— Begin —
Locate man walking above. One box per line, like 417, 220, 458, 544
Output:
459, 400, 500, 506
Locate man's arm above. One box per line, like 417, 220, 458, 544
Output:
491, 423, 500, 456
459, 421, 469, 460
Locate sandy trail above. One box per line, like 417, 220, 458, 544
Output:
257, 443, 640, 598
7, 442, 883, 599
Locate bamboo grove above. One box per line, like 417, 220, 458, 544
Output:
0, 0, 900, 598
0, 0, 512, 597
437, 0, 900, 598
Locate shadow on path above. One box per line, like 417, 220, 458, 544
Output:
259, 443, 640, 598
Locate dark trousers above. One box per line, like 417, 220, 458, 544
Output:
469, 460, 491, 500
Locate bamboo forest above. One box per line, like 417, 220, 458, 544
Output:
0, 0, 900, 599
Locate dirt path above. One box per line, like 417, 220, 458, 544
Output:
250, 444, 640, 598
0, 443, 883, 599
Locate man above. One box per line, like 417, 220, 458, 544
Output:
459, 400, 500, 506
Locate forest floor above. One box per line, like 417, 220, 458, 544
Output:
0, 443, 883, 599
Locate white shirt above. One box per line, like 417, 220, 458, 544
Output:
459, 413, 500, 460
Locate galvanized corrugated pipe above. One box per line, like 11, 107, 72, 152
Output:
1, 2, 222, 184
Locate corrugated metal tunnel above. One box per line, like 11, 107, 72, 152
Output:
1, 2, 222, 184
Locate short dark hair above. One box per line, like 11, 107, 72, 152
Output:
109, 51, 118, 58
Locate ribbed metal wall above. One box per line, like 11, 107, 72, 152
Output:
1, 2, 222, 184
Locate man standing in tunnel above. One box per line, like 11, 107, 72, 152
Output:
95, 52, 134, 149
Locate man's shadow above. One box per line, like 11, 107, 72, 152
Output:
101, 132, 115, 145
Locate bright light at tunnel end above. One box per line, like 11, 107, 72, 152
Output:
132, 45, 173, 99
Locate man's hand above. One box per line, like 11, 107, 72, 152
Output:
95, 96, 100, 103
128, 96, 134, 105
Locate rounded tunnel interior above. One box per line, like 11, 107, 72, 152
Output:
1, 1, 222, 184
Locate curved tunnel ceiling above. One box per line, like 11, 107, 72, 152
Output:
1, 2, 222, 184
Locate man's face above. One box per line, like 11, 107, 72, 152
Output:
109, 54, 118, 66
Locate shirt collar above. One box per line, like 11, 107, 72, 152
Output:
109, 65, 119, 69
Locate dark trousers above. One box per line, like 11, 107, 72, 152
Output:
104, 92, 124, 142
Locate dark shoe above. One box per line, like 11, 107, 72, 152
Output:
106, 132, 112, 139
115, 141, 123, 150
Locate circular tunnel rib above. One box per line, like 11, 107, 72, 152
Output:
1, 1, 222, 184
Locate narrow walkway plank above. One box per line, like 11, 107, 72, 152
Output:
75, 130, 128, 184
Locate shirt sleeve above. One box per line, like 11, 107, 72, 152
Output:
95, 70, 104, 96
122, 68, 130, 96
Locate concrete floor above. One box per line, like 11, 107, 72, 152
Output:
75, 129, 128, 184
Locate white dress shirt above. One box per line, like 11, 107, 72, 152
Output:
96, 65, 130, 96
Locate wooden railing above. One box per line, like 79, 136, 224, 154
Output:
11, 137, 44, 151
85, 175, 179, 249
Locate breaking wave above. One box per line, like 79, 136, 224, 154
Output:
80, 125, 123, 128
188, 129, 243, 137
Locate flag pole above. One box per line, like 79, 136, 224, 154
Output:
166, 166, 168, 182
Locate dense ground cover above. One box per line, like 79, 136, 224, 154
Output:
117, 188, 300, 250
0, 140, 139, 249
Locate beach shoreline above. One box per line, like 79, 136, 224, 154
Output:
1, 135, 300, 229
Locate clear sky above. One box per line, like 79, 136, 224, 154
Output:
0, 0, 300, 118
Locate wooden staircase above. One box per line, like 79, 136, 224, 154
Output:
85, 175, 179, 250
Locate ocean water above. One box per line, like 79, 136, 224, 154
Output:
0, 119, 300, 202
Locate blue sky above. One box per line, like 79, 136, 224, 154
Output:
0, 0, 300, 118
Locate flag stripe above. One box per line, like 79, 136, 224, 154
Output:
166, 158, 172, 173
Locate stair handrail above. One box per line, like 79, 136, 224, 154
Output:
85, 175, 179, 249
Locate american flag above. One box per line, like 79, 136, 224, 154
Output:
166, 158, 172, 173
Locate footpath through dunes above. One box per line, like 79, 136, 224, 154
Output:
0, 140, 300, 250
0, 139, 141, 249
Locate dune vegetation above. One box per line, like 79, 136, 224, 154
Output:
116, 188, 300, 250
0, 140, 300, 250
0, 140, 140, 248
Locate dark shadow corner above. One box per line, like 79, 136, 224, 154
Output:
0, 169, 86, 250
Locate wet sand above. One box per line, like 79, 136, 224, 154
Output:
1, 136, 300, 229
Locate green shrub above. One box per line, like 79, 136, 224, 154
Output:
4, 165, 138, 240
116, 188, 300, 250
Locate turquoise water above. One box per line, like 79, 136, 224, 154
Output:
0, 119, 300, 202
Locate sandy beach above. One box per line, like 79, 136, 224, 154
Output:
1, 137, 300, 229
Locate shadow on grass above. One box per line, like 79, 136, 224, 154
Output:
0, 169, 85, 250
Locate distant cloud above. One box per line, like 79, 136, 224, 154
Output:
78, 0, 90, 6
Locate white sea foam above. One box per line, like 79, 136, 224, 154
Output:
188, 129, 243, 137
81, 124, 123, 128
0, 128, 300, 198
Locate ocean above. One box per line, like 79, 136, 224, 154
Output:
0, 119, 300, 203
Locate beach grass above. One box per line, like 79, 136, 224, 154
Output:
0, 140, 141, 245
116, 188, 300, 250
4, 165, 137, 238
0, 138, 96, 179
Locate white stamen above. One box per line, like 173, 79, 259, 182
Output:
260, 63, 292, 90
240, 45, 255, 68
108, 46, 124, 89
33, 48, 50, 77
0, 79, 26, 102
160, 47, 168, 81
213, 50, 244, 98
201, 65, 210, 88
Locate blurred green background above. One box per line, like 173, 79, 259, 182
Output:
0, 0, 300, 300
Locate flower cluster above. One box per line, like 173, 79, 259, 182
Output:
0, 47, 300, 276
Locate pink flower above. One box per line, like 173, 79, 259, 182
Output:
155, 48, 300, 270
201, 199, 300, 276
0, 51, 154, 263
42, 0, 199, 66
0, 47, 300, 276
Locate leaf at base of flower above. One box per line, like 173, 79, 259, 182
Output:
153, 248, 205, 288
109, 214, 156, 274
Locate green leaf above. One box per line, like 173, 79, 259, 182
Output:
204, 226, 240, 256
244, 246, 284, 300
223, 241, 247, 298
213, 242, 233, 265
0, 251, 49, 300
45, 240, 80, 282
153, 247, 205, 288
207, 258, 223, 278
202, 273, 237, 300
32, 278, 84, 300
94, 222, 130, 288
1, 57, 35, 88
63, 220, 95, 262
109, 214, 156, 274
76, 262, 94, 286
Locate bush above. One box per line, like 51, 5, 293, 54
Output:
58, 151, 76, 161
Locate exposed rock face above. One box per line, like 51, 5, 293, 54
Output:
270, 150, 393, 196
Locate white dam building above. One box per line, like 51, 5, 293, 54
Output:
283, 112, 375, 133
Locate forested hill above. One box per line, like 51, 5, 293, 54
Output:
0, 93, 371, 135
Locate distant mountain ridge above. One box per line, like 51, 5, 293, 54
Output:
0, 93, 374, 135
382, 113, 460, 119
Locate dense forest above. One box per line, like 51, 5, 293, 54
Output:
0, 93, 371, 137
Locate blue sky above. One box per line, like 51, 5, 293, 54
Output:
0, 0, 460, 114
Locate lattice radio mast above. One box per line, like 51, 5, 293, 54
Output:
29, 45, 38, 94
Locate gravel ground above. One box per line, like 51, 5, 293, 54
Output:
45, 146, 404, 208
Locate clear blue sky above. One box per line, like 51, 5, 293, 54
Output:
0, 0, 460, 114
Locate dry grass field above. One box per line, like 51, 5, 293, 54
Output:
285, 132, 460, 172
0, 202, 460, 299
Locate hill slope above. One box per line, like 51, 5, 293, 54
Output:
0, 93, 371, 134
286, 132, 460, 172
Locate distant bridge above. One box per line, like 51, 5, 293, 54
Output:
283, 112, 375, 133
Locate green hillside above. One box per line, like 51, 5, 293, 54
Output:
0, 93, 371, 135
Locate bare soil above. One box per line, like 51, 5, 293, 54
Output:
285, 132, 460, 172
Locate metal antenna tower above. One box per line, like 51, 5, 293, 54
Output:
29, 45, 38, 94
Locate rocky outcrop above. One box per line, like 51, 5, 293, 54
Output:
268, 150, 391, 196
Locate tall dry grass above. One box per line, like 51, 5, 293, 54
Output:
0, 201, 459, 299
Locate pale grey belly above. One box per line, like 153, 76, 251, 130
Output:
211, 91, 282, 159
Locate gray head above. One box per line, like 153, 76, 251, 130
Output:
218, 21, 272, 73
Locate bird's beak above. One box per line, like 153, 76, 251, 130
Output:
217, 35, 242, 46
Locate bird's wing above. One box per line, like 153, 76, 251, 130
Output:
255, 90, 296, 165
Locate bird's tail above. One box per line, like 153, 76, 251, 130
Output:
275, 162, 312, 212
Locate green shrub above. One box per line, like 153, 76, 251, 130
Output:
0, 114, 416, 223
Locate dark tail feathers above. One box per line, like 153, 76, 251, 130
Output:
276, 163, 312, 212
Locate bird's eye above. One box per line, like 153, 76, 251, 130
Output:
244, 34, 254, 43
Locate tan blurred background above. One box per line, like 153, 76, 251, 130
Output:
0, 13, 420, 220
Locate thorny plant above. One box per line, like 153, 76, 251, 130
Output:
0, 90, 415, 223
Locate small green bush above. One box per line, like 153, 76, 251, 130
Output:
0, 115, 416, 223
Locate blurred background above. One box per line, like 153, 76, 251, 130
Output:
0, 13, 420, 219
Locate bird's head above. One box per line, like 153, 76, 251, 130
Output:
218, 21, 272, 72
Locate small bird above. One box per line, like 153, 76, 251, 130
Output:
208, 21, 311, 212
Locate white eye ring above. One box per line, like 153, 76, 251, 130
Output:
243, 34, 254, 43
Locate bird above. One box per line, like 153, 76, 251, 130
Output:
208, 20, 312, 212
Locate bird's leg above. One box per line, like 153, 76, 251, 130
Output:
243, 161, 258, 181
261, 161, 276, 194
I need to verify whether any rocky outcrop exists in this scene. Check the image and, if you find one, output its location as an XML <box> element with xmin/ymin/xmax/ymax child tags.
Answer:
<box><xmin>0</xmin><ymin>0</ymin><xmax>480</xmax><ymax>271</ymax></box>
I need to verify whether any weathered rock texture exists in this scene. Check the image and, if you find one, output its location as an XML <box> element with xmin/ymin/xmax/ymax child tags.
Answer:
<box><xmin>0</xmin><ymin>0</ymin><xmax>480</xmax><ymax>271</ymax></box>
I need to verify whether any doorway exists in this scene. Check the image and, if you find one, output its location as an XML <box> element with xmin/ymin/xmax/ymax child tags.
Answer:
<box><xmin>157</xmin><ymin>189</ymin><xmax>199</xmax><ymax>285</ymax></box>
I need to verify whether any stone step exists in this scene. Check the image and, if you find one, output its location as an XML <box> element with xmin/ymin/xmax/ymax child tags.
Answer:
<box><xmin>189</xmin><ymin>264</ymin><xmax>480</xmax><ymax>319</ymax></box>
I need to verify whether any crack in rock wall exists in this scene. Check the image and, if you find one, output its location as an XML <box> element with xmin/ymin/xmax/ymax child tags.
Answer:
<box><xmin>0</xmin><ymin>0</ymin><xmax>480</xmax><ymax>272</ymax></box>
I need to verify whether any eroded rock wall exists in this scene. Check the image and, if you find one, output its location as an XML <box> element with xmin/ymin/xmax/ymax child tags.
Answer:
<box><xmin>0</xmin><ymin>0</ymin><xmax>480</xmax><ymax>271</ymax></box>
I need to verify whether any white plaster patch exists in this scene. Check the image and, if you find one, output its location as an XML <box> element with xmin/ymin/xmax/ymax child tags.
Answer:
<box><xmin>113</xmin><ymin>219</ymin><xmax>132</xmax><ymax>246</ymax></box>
— End —
__REQUIRED WORK__. Can you reproduce everything in the material from the line containing "Locate pink flower" down to the line containing "382, 113, 460, 119", both of those lines included, exactly as they appear?

__TASK OUTPUT__.
Locate pink flower above. One box per line, like 173, 79, 259, 182
Output:
155, 48, 300, 270
201, 199, 300, 276
0, 51, 154, 263
42, 0, 199, 66
0, 47, 300, 276
Locate leaf at base of flower above. One box per line, like 173, 79, 259, 182
Output:
153, 248, 205, 288
109, 214, 156, 274
Locate green leaf above. One box per line, like 173, 79, 259, 182
Output:
204, 226, 240, 256
244, 246, 284, 300
223, 241, 247, 298
213, 242, 233, 265
0, 251, 49, 300
45, 240, 80, 282
153, 247, 205, 288
207, 258, 223, 278
202, 273, 237, 300
32, 278, 84, 300
94, 222, 130, 288
1, 57, 35, 88
63, 220, 95, 262
109, 214, 156, 274
76, 262, 94, 286
Locate bush above. One box per line, like 51, 5, 293, 54
Output:
58, 151, 76, 161
Locate exposed rock face above. One box per line, like 51, 5, 293, 54
Output:
270, 150, 393, 196
Locate white dam building above. One box per line, like 51, 5, 293, 54
Output:
283, 112, 375, 133
Locate forested hill above. One box per line, like 51, 5, 293, 54
Output:
0, 93, 371, 135
Locate distant mountain ridge above. One box per line, like 51, 5, 293, 54
Output:
0, 93, 374, 135
382, 113, 460, 119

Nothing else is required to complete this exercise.